_Textauszug:_
Arbeitskleidung statt Abendgarderobe: LPV feiert 40. Jubiläum mit Pflanzaktion
40 Jahre Landschaftspflegeverband (LPV) Miltenberg – das ist ein Grund zum Feiern. Wer gedacht hätte, dass dies im Rahmen einer festlichen Abendveranstaltung passiert, hat sich getäuscht: In Arbeitskleidung trafen sich knapp 40 Gäste am Freitag, 14. November, um in der Obernburger Streuobstanlage „Amerika“ 40 Bäume zu pflanzen. Darunter waren nicht nur Mitglieder, sondern auch zertifizierte Landschaftsobstbaumpfleger, Mitglieder des Runden Tisches Streuobst sowie mehrere Bürgermeister.
Bevor es an die Pflanzaktion ging, lobte stellvertretender LPV-Vorsitzender Steffen Scharrer das gemeinsame Vorgehen von Naturschutz, Landwirtschaft und Kommunen beim Schutz und der Pflege der Landschaft. Die Landschaft sähe ohne den Landschaftspflegeverband anders aus, verwies er auf zahlreiche bislang umgesetzte Maßnahmen. So halte man beispielsweise Täler frei von Verbuschung, durch Pflegemaßnahmen sorge man für Artenvielfalt. So werden Arten wie die Herbstdrehwurz erhalten, von der es nur ein Vorkommen im Landkreis Miltenberg gibt. Auch für den Erhalt anderer Orchideen an verschiedenen Standorten im Landkreis setze man sich ein. In die Zukunft gerichtet seien Fort- und Weiterbildungen von Naturinteressierten – etwa durch Baumschneidekurse und die Ausbildung von Mistelbeauftragten. Die Kurse seien allesamt ausgebucht, freute sich Scharrer. Er bedankte sich bei der Bayerischen Staatsregierung, die die Pflanzaktion über die LNPR-Richtlinie fördert. Zudem habe man anlässlich des 40-jährigen Bestehens eine großzügige Spende der Sparkasse erhalten, die in die Aktion miteinfließen wird, sagte er zu den Teilnehmern und der Vertreterin der Sparkasse Aschaffenburg-Miltenberg, die zur Pflanzaktion gekommen war.

_Aufgabenstellung:_ Gib aus dem Artikel über das LPV-Jubiläum den Abschnitt wortgetreu wieder, der bei den Worten „Arbeitskleidung statt Abendgarderobe: LPV“ anfängt und nach „sowie mehrere Bürgermeister.“ aufhört.

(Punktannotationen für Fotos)
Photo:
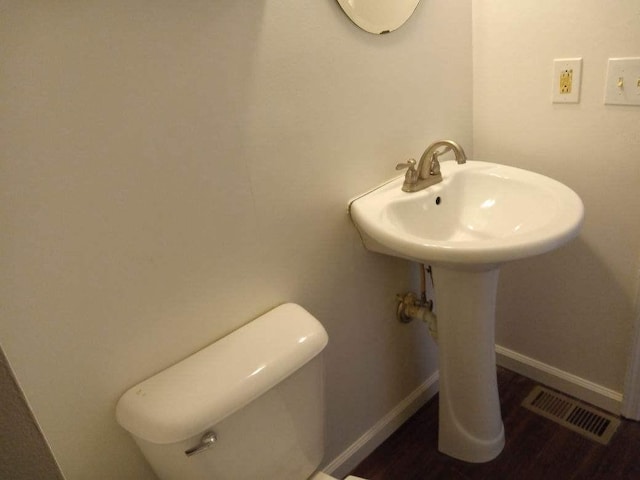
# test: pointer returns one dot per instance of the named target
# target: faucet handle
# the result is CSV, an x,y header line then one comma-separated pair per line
x,y
411,177
410,164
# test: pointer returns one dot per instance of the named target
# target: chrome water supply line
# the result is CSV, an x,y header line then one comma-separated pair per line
x,y
409,307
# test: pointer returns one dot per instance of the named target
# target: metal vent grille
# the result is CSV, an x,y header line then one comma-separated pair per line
x,y
572,414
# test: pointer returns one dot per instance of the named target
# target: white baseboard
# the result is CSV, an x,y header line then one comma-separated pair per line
x,y
372,438
553,377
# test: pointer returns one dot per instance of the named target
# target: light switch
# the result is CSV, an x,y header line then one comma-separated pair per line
x,y
623,82
566,80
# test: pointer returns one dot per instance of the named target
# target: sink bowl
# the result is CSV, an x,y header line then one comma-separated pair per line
x,y
481,214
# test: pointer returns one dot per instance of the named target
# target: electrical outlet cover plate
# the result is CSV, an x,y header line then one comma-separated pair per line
x,y
623,82
567,74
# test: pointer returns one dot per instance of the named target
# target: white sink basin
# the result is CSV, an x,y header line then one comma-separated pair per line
x,y
481,214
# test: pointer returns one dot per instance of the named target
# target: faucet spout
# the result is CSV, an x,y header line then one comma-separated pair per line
x,y
428,170
431,154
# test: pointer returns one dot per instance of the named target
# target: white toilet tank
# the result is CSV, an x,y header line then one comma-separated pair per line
x,y
258,392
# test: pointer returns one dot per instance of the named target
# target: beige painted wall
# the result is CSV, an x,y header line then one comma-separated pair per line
x,y
171,170
572,309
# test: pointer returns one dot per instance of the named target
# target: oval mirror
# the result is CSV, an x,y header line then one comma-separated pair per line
x,y
379,16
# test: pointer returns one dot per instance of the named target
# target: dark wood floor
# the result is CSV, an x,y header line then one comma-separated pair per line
x,y
536,448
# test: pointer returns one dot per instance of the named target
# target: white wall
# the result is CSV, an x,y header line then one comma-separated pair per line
x,y
572,309
171,170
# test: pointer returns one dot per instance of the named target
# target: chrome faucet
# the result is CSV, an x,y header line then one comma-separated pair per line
x,y
428,171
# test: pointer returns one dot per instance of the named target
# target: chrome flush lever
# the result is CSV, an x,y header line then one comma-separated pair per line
x,y
207,441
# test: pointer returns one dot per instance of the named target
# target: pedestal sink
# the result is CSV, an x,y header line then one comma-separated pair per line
x,y
480,216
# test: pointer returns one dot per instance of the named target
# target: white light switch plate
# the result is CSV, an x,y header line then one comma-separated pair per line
x,y
623,82
567,73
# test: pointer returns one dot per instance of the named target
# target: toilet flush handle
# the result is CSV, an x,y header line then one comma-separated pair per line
x,y
207,441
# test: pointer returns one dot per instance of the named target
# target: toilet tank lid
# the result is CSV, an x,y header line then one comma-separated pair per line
x,y
203,389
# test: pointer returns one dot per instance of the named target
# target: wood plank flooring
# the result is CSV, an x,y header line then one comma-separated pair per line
x,y
536,448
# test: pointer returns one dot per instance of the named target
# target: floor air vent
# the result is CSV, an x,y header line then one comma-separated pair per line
x,y
572,414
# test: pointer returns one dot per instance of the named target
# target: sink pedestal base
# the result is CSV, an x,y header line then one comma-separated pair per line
x,y
470,425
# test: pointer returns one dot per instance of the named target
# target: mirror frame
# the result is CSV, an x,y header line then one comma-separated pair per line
x,y
379,16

_Schriftliche Lösung:_
Arbeitskleidung statt Abendgarderobe: LPV feiert 40. Jubiläum mit Pflanzaktion
40 Jahre Landschaftspflegeverband (LPV) Miltenberg – das ist ein Grund zum Feiern. Wer gedacht hätte, dass dies im Rahmen einer festlichen Abendveranstaltung passiert, hat sich getäuscht: In Arbeitskleidung trafen sich knapp 40 Gäste am Freitag, 14. November, um in der Obernburger Streuobstanlage „Amerika“ 40 Bäume zu pflanzen. Darunter waren nicht nur Mitglieder, sondern auch zertifizierte Landschaftsobstbaumpfleger, Mitglieder des Runden Tisches Streuobst sowie mehrere Bürgermeister.